Al-Monitor Pro

Tunisia gains economic breathing room with boost from Saudi Arabia, but budget problems linger  

To:

Al-Monitor Pro Members

From:

Stephen Quillen

Tunis-based reporter covering politics, migration, and economics 

Date:

July 28, 2023

Bottom Line:

A $500 million boost from Saudi Arabia is providing short-term relief to Tunisia’s government as it struggles to meet debt obligations and cover the state budget. On July 20, Saudi Arabia committed to a $400 million soft loan and $100 million grant to the North African country, with the promise of further support in coming weeks. The funds will help Tunisia with upcoming financial challenges, such as a $500 million Eurobond payment due in October, and buy it time to continue arduous negotiations with the International Monetary Fund (IMF) over a stalled $1.9 billion loan package that many economists believe is necessary to avoid an eventual default. However, the Tunisian president’s refusal to commit to reforms the IMF loan is conditioned on, particularly subsidy cuts, means such an agreement is likely still far off, leaving Tunisia’s finances teetering on the edge indefinitely.  

Background Facts:
  • Tunisia’s public finances have gone from bad to worse in 2023. Debt now accounts for more than 80% of GDP and major repayment deadlines in foreign currency are looming, including $500 million in Eurobonds this year and $850 million in Eurobonds in 2024. To get through the year, Tunisia needs $5-7 billion in external financing.

[Object point labels]

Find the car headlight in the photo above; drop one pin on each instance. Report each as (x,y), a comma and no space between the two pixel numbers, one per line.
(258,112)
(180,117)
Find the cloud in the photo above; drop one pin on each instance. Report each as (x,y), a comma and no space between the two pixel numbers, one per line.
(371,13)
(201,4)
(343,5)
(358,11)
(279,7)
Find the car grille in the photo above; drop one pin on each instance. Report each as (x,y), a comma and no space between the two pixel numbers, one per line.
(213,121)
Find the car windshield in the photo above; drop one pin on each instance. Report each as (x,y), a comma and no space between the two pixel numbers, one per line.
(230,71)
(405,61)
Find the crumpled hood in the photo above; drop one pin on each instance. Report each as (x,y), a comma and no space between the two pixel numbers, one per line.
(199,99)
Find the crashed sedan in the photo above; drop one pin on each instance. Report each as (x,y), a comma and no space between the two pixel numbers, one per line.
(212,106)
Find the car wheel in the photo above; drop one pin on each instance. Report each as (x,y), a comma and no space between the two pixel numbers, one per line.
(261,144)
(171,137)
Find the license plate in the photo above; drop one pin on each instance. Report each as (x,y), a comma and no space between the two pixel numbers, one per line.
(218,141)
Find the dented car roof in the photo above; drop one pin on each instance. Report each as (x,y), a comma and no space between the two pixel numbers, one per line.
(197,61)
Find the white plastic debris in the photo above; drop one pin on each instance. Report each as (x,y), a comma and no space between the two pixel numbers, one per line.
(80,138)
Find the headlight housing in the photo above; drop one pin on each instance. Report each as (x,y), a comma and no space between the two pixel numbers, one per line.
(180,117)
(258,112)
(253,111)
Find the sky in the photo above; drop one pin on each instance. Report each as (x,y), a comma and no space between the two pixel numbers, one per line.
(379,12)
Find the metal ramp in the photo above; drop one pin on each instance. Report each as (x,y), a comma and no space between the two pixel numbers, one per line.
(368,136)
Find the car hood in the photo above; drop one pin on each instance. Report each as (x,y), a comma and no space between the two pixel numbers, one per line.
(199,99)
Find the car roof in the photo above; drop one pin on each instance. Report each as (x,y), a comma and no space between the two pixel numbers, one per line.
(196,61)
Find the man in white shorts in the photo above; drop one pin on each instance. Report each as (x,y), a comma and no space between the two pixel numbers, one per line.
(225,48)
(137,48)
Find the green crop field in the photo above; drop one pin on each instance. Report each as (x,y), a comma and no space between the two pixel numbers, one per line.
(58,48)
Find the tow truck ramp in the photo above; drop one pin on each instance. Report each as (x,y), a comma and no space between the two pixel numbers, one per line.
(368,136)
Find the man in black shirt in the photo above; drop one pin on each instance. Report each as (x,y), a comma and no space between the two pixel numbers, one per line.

● WORK TO COMPLETE
• 1. According to the Tunisia report, how was Saudi Arabia's July 20 commitment split?
• 2. Copy word for word everything in the Tunisia report from "A $500 million boost" down to "the edge indefinitely.".

● RESULTS OF THE EXERCISE
• 1. It was a $400 million soft loan and a $100 million grant.

• 2.
A $500 million boost from Saudi Arabia is providing short-term relief to Tunisia’s government as it struggles to meet debt obligations and cover the state budget. On July 20, Saudi Arabia committed to a $400 million soft loan and $100 million grant to the North African country, with the promise of further support in coming weeks. The funds will help Tunisia with upcoming financial challenges, such as a $500 million Eurobond payment due in October, and buy it time to continue arduous negotiations with the International Monetary Fund (IMF) over a stalled $1.9 billion loan package that many economists believe is necessary to avoid an eventual default. However, the Tunisian president’s refusal to commit to reforms the IMF loan is conditioned on, particularly subsidy cuts, means such an agreement is likely still far off, leaving Tunisia’s finances teetering on the edge indefinitely.